- [Set task] Are you able to retype all the records below exactly?

Point labeling examples

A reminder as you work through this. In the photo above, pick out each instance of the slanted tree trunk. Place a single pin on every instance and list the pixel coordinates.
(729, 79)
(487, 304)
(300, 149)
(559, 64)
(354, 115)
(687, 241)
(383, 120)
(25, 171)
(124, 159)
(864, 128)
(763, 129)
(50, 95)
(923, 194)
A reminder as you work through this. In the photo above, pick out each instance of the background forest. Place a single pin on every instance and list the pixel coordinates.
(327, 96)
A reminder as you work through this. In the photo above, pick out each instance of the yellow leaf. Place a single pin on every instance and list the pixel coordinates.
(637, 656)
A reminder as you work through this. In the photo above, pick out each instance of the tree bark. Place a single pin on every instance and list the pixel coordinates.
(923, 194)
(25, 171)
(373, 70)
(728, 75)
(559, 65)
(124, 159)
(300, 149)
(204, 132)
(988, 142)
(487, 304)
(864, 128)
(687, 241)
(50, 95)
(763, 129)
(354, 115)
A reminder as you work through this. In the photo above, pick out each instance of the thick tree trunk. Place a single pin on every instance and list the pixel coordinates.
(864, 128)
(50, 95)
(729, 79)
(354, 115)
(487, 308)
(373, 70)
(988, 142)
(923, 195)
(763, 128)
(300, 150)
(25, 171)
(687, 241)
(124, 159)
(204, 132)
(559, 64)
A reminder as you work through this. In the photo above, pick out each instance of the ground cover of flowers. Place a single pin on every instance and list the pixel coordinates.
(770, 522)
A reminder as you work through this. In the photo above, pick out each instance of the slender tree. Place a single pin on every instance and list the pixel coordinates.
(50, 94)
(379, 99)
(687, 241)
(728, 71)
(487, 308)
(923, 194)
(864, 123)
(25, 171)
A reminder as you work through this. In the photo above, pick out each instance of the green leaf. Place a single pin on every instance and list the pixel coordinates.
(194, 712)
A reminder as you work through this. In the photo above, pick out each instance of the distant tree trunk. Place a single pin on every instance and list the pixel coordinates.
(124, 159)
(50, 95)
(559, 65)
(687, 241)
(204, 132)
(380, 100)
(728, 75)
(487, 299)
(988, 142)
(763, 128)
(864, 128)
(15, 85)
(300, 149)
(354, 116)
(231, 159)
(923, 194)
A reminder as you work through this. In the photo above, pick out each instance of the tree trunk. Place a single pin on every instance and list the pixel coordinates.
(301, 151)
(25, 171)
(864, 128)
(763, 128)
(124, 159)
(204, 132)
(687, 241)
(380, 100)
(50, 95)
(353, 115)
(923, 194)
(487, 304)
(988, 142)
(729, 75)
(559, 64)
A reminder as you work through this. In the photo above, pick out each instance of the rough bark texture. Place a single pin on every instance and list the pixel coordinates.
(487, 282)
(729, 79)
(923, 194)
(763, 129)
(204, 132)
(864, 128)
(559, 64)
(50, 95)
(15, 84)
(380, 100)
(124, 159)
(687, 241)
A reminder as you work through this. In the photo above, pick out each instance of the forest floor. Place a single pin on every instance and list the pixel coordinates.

- [Answer to this problem]
A reminder as you work through this. In the photo above, pick out each instance of the slanted tree trunk. Place a single pin on every instance and list the pixel coordinates.
(729, 79)
(487, 304)
(300, 149)
(559, 64)
(354, 115)
(687, 241)
(383, 120)
(25, 171)
(124, 159)
(864, 128)
(763, 129)
(50, 95)
(923, 194)
A reminder as you work through this. In the photo above, pick out each instance of the background forest. Place a single pin on every instance and list the pixel coordinates.
(327, 96)
A reminder as you work through this. In the photo above, pick out each instance of the yellow leaf. Place a single pin on every instance and list the pixel coordinates.
(637, 656)
A reminder as you work through this. In the photo above, pick out each instance of the tree bark. Place a single pin on every instance and list the pixel coordinates.
(923, 194)
(25, 171)
(373, 70)
(728, 75)
(559, 65)
(124, 159)
(300, 149)
(204, 132)
(988, 142)
(487, 304)
(864, 128)
(687, 241)
(50, 95)
(763, 129)
(354, 115)
A reminder as you work through this. In the photo above, pick out each instance of the thick tree trunk. Place a single pin on every instance and list the pixel coordinates.
(864, 128)
(50, 95)
(729, 79)
(354, 115)
(487, 308)
(373, 70)
(988, 142)
(923, 195)
(763, 128)
(300, 150)
(25, 171)
(687, 241)
(124, 159)
(204, 132)
(559, 64)
A reminder as you work through this. In the photo above, pick out each instance of the ground cover of flowers. Place a single pin on every instance and list the pixel coordinates.
(770, 522)
A reminder as you work through this. In the photo above, pick out each instance of the slender tree. Place a single pin on every instance and list the pixel coordinates.
(50, 94)
(379, 99)
(687, 241)
(728, 71)
(487, 308)
(923, 194)
(864, 123)
(25, 171)
A reminder as you work through this. In the photo above, pick out each instance of the green leaf. Place a single pin on every instance and list the pixel coordinates.
(194, 712)
A reminder as you work through this. In the photo above, pick out each instance of the distant tree trunk. Place a single pin on every instance and list the pixel coordinates.
(124, 159)
(50, 95)
(559, 65)
(687, 241)
(204, 132)
(380, 100)
(728, 75)
(487, 299)
(988, 142)
(763, 128)
(864, 128)
(15, 85)
(300, 149)
(354, 116)
(231, 159)
(923, 194)
A reminder as you work through this. In the photo above, pick out each instance of the tree trunk. Place a single pin on every instance and list the pixel coordinates.
(301, 151)
(25, 171)
(864, 128)
(763, 128)
(124, 159)
(204, 132)
(687, 241)
(380, 100)
(50, 95)
(353, 115)
(923, 194)
(487, 304)
(988, 142)
(729, 75)
(559, 64)
A reminder as you work through this. In the photo above, pick out each instance of the rough bark texture. Place a single pin on every instance and list the pixel coordinates.
(487, 282)
(729, 79)
(923, 194)
(763, 129)
(204, 132)
(864, 128)
(559, 64)
(50, 95)
(15, 84)
(380, 100)
(124, 159)
(687, 241)
A reminder as you work through this. In the photo above, pick out each instance of the forest floor. Place a single pin on every instance and list the pixel coordinates.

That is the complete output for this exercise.